**文書抜粋**
========
米Bing Travelは航空運賃の変動を予測してくれるサービスだ。膨大な航空運賃・価格データはもちろん、「イベントがあるから運賃が上がるはずだ」といったウェブの情報までも収集し、分析することで、将来の運賃を予測するという。
このように、「大量のデータ(Big data)」を高速で処理する分析方法が話題だ。2011年5月にマッキンゼーが「ビッグデータ 次なるフロンティア」という詳細なレポートを発表するなど、注目度は高い。
ビッグデータをうまく使えば、予測の精度・速度が飛躍的に高まり、企業や個人の利益につながる。日立コンサルティングの経営コンサルタントである小林啓倫氏は、「今後は、データを集め、ため込む行為がますます有意義なものになっていく」という。たとえば、日常生活のデータから病気の兆候を察知する方法も模索されている。
海外でビッグデータが注目される背景に「データがパブリックになりつつあるという側面がある」(小林氏)。
米国ではオバマ大統領が“透明でオープンな政府”を目指す「オープンガバメント」という施策によって、公的機関が持つ大量のデータが公開され、それを活用したサービスが生まれている。この流れは医療などの公的分野にも広がっており、その活用がビジネスチャンスになっているのだ。
一方、日本は後れを取っていると言わざるをえない。すでに海外ではビッグデータを取り扱う統計学の専門家などの人材確保に動いている企業もあるという現実を知るべきであろう。
========
**作業指示**
**a)** ビッグデータに関する文章によると、マッキンゼーが「ビッグデータ 次なるフロンティア」というレポートを発表したのはいつか。
**b)** ビッグデータに関する文章の「米国ではオバマ大統領が」で始まる段落を、主な事実を残して箇条書きにまとめよ。

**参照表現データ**
========
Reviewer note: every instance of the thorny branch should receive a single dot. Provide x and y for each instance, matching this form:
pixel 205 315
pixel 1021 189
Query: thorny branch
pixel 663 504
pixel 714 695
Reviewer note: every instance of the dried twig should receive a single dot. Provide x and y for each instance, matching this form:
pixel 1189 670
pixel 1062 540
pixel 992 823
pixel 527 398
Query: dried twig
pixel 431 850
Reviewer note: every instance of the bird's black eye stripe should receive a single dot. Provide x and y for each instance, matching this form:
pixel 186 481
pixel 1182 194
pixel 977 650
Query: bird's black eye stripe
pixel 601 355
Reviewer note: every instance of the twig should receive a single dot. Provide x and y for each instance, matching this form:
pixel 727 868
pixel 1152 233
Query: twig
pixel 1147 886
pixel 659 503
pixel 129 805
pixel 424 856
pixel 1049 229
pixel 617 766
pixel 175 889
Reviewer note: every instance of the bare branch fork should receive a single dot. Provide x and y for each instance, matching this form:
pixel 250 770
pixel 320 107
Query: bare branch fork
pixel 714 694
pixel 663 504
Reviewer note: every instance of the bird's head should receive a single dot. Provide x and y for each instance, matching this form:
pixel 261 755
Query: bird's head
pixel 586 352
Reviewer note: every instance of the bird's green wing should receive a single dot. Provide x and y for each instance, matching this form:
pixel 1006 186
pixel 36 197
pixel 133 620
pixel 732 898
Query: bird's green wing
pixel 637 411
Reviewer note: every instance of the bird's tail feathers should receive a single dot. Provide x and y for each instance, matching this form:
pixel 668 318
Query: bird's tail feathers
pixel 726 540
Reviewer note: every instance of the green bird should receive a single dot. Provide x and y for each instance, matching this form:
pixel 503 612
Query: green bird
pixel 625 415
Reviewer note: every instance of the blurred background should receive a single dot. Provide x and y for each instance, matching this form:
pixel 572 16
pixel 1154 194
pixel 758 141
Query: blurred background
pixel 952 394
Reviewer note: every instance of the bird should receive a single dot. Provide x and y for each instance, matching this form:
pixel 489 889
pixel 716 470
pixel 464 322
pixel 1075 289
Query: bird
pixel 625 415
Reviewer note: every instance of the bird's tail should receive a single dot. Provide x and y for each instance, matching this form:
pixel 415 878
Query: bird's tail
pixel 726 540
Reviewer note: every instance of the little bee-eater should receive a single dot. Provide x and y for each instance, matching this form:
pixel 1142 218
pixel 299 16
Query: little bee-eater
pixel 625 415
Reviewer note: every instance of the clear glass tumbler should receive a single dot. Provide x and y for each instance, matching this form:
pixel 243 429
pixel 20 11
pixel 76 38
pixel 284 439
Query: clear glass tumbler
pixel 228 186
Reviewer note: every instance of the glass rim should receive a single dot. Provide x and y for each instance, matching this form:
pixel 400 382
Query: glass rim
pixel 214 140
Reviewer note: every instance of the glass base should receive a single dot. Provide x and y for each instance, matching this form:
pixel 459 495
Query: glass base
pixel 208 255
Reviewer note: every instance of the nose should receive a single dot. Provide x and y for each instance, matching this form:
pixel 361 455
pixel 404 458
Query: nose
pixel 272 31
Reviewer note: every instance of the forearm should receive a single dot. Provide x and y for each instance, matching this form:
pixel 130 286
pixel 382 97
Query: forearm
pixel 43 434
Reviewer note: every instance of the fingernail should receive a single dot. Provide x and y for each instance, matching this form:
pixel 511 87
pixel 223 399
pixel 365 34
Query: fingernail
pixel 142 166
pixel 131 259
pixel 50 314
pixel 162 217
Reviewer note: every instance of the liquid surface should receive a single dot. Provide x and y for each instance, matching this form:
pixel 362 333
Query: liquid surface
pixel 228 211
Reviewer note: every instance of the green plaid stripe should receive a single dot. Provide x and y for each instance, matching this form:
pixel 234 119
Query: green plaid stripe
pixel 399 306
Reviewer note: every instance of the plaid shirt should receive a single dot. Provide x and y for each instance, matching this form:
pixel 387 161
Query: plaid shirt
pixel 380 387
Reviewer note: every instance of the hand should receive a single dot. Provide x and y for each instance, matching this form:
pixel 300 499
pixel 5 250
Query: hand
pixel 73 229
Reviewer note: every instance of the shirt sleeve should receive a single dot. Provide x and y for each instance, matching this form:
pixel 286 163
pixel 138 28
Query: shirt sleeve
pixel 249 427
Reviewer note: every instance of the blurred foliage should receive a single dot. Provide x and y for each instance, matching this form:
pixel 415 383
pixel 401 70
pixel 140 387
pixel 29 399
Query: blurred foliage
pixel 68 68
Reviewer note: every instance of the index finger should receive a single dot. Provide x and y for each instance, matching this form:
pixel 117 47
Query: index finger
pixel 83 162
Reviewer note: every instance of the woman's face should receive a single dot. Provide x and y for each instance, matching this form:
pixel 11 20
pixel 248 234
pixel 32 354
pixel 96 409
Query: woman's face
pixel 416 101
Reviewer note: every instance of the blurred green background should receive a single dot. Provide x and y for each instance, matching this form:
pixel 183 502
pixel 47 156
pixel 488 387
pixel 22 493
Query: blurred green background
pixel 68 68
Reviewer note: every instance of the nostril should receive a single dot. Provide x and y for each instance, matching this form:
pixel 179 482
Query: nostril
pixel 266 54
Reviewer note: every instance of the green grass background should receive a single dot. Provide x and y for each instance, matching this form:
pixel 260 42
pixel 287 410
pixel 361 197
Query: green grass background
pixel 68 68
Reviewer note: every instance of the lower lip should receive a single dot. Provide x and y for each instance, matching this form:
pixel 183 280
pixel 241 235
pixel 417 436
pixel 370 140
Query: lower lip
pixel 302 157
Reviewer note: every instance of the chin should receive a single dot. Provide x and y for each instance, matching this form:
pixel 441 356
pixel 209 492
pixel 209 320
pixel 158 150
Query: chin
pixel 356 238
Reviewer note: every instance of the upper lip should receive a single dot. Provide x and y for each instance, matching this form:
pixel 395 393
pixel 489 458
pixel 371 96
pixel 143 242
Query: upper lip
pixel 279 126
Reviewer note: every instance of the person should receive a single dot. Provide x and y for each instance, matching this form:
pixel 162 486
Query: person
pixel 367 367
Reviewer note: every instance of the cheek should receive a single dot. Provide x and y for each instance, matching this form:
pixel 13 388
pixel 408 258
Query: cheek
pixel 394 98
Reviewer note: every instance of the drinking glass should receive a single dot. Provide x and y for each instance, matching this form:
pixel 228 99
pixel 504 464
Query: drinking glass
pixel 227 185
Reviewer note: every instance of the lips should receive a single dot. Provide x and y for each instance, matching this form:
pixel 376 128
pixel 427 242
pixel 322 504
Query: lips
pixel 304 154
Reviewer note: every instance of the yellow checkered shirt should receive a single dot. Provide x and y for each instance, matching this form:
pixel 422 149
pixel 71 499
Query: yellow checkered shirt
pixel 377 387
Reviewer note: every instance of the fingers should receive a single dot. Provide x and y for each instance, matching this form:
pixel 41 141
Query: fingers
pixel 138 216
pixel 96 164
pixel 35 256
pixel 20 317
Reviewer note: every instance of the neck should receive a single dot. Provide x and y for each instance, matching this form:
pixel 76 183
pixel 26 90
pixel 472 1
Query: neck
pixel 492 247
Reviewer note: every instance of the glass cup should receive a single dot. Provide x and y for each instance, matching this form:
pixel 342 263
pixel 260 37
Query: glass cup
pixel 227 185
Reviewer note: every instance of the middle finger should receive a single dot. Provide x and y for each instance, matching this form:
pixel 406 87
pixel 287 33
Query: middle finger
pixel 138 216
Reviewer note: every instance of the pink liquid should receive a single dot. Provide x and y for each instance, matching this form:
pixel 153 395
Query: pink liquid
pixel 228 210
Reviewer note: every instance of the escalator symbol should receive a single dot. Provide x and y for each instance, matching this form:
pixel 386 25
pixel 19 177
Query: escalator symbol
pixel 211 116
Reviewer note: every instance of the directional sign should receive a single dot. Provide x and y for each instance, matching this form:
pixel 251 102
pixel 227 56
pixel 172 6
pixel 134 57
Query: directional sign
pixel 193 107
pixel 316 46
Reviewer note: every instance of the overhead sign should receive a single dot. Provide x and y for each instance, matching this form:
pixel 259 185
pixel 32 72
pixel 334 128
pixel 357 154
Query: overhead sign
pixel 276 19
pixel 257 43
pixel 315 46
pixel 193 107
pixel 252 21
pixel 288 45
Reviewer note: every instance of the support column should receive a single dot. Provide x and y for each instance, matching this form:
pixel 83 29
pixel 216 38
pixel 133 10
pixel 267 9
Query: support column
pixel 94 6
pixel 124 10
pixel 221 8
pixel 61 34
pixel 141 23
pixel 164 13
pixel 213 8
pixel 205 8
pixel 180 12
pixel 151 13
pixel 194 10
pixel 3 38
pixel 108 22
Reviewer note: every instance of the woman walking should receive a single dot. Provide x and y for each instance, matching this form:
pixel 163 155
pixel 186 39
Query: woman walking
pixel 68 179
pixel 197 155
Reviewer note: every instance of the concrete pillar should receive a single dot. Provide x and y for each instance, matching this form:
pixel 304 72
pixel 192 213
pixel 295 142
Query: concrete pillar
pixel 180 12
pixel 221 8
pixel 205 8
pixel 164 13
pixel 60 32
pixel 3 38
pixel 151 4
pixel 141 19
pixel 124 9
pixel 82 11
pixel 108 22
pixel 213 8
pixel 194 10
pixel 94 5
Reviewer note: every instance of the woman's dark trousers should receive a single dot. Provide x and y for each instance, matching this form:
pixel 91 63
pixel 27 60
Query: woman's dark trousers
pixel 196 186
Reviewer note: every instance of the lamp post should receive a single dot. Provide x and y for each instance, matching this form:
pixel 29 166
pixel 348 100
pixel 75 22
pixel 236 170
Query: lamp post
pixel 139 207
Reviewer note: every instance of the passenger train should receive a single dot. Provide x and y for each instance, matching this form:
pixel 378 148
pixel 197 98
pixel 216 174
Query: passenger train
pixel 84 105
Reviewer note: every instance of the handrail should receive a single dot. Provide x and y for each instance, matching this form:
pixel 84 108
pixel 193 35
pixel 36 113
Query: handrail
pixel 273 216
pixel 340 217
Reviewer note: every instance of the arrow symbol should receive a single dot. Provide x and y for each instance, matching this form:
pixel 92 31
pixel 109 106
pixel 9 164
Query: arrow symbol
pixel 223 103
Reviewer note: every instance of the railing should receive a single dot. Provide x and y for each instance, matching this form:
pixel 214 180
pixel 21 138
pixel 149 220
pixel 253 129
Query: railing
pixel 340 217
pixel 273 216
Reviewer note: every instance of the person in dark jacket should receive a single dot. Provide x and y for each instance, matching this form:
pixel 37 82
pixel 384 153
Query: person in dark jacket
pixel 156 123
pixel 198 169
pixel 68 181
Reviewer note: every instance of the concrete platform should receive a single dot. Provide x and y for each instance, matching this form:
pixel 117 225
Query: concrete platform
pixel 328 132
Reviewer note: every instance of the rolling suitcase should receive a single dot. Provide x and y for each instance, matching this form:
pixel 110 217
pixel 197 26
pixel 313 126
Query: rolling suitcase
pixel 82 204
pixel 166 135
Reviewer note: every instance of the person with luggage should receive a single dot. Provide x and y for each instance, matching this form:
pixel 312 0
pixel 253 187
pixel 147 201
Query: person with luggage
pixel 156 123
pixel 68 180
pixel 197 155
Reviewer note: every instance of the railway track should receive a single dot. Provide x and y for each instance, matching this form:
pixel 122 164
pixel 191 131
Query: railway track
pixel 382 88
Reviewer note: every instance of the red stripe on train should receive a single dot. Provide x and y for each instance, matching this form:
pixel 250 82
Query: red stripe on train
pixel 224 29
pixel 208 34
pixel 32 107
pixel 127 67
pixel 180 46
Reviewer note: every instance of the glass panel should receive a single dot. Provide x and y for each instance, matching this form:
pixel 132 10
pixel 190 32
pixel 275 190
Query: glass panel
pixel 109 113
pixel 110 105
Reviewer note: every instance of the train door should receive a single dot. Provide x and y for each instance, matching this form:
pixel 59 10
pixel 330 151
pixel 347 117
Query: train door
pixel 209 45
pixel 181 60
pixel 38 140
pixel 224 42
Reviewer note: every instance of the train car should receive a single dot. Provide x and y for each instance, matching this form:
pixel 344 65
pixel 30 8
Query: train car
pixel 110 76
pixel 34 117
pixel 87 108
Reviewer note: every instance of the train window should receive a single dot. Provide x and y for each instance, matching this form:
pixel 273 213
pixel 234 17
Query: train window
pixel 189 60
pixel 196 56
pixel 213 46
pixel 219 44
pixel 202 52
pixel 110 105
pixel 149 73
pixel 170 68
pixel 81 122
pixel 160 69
========
**解答**
**a)** 2011年5月である。

**b)**
- オバマ大統領は“透明でオープンな政府”を目指す「オープンガバメント」という施策を進めている。
- この施策によって、米国の公的機関が持つ大量のデータが公開されている。
- 公開されたデータを活用したサービスが生まれている。
- この流れは医療などの公的分野にも広がり、データの活用がビジネスチャンスになっている。